→ WHAT THE EXERCISE ASKS
Copy out every one of the following records word for word, keeping each line as it appears.

→ MATERIAL FOR THIS TASK

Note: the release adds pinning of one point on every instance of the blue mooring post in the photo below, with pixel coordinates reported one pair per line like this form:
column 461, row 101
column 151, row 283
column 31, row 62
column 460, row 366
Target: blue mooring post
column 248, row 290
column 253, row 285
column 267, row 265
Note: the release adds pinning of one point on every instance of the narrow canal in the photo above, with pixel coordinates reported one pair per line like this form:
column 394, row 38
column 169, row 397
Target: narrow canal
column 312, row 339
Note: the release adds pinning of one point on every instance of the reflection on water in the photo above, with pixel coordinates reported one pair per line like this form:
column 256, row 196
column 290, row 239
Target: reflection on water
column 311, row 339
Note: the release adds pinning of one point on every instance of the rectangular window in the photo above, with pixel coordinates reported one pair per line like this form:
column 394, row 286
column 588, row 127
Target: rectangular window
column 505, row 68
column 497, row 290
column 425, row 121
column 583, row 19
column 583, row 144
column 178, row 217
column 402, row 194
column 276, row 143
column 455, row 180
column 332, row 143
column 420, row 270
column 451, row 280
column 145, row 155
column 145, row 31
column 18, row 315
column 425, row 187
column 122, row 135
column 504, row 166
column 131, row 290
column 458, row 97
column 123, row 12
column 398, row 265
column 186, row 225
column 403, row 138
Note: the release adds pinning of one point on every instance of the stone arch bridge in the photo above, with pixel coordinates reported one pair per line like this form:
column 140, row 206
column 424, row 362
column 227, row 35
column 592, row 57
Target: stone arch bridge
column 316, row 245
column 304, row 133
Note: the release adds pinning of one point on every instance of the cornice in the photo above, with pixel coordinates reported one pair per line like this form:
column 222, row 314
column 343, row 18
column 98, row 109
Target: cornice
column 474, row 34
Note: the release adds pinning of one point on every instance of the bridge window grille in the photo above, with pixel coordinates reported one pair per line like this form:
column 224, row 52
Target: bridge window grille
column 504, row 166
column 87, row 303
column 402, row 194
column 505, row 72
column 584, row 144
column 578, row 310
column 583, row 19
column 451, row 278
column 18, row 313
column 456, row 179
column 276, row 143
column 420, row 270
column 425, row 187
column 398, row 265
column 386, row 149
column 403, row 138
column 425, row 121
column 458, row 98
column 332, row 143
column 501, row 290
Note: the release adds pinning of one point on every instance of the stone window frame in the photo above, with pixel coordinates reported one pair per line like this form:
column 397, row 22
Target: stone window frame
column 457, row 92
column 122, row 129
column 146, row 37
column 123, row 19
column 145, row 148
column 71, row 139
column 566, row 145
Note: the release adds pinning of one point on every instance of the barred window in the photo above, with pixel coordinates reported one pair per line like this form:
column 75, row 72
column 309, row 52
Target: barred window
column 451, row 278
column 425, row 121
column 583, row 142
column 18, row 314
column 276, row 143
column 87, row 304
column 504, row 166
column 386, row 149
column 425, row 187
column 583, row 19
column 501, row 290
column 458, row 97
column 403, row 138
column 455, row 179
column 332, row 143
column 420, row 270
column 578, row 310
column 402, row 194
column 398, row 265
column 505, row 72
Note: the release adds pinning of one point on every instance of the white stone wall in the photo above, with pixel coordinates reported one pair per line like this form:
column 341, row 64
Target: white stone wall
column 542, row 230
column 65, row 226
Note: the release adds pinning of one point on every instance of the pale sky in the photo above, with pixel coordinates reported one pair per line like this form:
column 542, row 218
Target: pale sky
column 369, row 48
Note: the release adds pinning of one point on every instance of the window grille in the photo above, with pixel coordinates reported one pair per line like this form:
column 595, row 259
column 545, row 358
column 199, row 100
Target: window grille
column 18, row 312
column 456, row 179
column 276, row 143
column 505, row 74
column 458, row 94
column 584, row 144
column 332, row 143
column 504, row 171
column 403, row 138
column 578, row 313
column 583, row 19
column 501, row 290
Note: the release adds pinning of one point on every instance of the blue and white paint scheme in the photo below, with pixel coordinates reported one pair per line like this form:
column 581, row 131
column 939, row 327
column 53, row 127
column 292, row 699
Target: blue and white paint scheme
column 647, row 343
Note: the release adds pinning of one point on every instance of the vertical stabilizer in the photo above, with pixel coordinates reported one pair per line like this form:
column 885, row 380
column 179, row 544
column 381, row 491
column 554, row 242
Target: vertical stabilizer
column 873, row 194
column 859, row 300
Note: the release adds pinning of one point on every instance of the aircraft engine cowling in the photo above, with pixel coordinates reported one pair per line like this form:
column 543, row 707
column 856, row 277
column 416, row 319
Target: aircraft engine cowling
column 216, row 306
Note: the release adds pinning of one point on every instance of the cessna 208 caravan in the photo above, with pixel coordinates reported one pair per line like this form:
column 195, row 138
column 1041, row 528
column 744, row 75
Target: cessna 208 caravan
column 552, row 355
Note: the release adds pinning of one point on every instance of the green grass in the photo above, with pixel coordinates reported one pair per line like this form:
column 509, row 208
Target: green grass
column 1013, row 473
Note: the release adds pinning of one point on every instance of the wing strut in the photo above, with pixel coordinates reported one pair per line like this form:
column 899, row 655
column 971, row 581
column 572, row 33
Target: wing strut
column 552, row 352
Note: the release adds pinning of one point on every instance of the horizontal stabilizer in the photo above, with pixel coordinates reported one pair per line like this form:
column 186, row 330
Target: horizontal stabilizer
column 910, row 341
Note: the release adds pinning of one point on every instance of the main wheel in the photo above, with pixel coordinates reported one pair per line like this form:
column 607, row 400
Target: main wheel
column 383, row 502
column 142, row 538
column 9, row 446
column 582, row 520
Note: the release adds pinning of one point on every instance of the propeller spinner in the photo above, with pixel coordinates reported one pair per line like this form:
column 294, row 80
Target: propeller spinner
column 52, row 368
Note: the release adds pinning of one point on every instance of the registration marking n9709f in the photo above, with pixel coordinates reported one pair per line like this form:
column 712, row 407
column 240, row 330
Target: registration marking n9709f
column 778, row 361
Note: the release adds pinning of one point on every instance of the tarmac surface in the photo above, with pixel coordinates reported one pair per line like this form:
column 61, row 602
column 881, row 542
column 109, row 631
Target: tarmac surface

→ PROBLEM SOLUTION
Note: the release adds pinning of one point on every instance of the blue mooring post in the photo below, with pixel coordinates reported one pair per line like this form:
column 461, row 101
column 151, row 283
column 31, row 62
column 460, row 366
Target: blue mooring post
column 248, row 290
column 253, row 285
column 267, row 265
Note: the release adds pinning of one point on every instance of the narrow canal in the photo above, with pixel coordinates reported one pair per line like this form:
column 394, row 38
column 169, row 397
Target: narrow canal
column 312, row 339
Note: the release adds pinning of one point on every instance of the reflection on water in the photo above, with pixel coordinates reported one pair per line like this form:
column 256, row 196
column 290, row 239
Target: reflection on water
column 311, row 339
Note: the release adds pinning of one point on every instance of the rectangular window in the photo above, with pixel coordinates reported one pair per line like this form:
column 394, row 286
column 588, row 127
Target: rectangular window
column 505, row 68
column 497, row 290
column 425, row 121
column 583, row 19
column 583, row 144
column 178, row 217
column 402, row 194
column 276, row 143
column 455, row 180
column 332, row 143
column 420, row 270
column 451, row 280
column 145, row 155
column 145, row 31
column 18, row 315
column 425, row 187
column 122, row 135
column 504, row 166
column 131, row 290
column 458, row 97
column 123, row 12
column 398, row 265
column 186, row 225
column 403, row 138
Note: the release adds pinning of one point on every instance of the stone arch bridge in the photo above, with pixel coordinates reported one pair per line like this form:
column 140, row 206
column 424, row 362
column 227, row 35
column 592, row 57
Target: stone arch bridge
column 316, row 245
column 304, row 133
Note: the release adds pinning of one point on every instance of the cornice in the photo above, with pixel coordinates reported one pair per line like this form:
column 222, row 314
column 343, row 18
column 98, row 109
Target: cornice
column 474, row 34
Note: the release adds pinning of one point on every instance of the bridge window grille in the photo above, with pixel coordinates reported one pair per line like this form:
column 224, row 52
Target: bridge window grille
column 504, row 166
column 87, row 303
column 402, row 194
column 505, row 72
column 584, row 144
column 578, row 310
column 583, row 19
column 451, row 278
column 18, row 313
column 456, row 179
column 276, row 143
column 420, row 270
column 425, row 187
column 398, row 265
column 386, row 149
column 403, row 138
column 425, row 121
column 458, row 98
column 332, row 143
column 501, row 290
Note: the release adds pinning of one point on every instance of the stone window frame in the photo above, with pixel coordinates reported one pair per line like this form:
column 397, row 22
Target: stone window frame
column 457, row 92
column 122, row 129
column 146, row 37
column 123, row 19
column 145, row 148
column 71, row 139
column 566, row 145
Note: the release adds pinning of one point on every instance of the barred window in the photo above, with pixel coordinates reported one pair per line like this form:
column 75, row 72
column 309, row 52
Target: barred window
column 451, row 278
column 425, row 121
column 583, row 142
column 18, row 314
column 276, row 143
column 87, row 304
column 504, row 166
column 386, row 149
column 425, row 187
column 583, row 19
column 501, row 290
column 458, row 97
column 403, row 138
column 455, row 179
column 332, row 143
column 420, row 270
column 578, row 310
column 402, row 194
column 398, row 265
column 505, row 72
Note: the release adds pinning of one point on every instance of the white stone wall in the photo above, with pixel coordinates reported one pair per line like this form:
column 341, row 64
Target: white stone wall
column 542, row 230
column 65, row 226
Note: the release adds pinning of one point on every instance of the pale sky in the photo above, with pixel coordinates reported one pair per line like this form:
column 542, row 218
Target: pale sky
column 369, row 48
Note: the release adds pinning of one point on every instance of the window grille in the photo above, with pixel coordinates reported one pair per line like this form:
column 595, row 259
column 545, row 358
column 199, row 100
Target: window grille
column 18, row 312
column 456, row 179
column 276, row 143
column 505, row 74
column 458, row 94
column 584, row 144
column 332, row 143
column 504, row 171
column 403, row 138
column 578, row 313
column 583, row 19
column 501, row 290
Note: the release adds pinning of one point on every instance of the blue and white paint scheme in the photo below, with pixel coordinates reported one pair per line like this form:
column 581, row 131
column 939, row 327
column 53, row 127
column 292, row 699
Target: blue and white paint scheme
column 647, row 343
Note: the release adds pinning of one point on every instance of the vertical stabilizer in the photo above, with pixel coordinates reported one pair per line like this form:
column 885, row 380
column 179, row 544
column 381, row 491
column 554, row 242
Target: vertical stabilizer
column 873, row 194
column 859, row 300
Note: the release adds pinning of one point on every instance of the aircraft engine cowling in the photo above, with pixel coordinates reported one pair per line like this form:
column 543, row 707
column 856, row 277
column 416, row 319
Target: aircraft engine cowling
column 216, row 306
Note: the release adds pinning of one point on every instance of the cessna 208 caravan in the photo above, with pixel coordinates reported one pair per line like this form:
column 195, row 138
column 1041, row 528
column 744, row 75
Target: cessna 208 caravan
column 552, row 355
Note: the release adds pinning of one point on every instance of the green grass in the photo above, with pixel coordinates reported one pair per line like this form:
column 509, row 208
Target: green grass
column 1013, row 473
Note: the release adds pinning of one point on every instance of the wing strut in the photo above, with pixel coordinates reported one pair per line like this form:
column 899, row 655
column 971, row 581
column 572, row 33
Target: wing strut
column 552, row 352
Note: the release adds pinning of one point on every instance of the horizontal stabilizer in the photo above, with pixel coordinates reported one pair per line like this form:
column 186, row 330
Target: horizontal stabilizer
column 910, row 341
Note: the release adds pinning of one point on every instance of the main wheel in the photo above, with pixel coordinates reported one pair per line like this form:
column 607, row 400
Target: main wheel
column 383, row 502
column 142, row 538
column 9, row 446
column 582, row 520
Note: the release adds pinning of one point on every instance of the propeller spinner in the photo above, with pixel coordinates reported one pair per line like this form:
column 294, row 80
Target: propeller spinner
column 52, row 368
Note: the release adds pinning of one point on every instance of the registration marking n9709f in the photo above, with pixel coordinates reported one pair per line like this form:
column 712, row 407
column 240, row 330
Target: registration marking n9709f
column 778, row 361
Note: the release adds pinning of one point on every instance of the tarmac surface in the photo above, with pixel coordinates reported one pair per line like this form:
column 61, row 602
column 881, row 542
column 109, row 631
Target: tarmac surface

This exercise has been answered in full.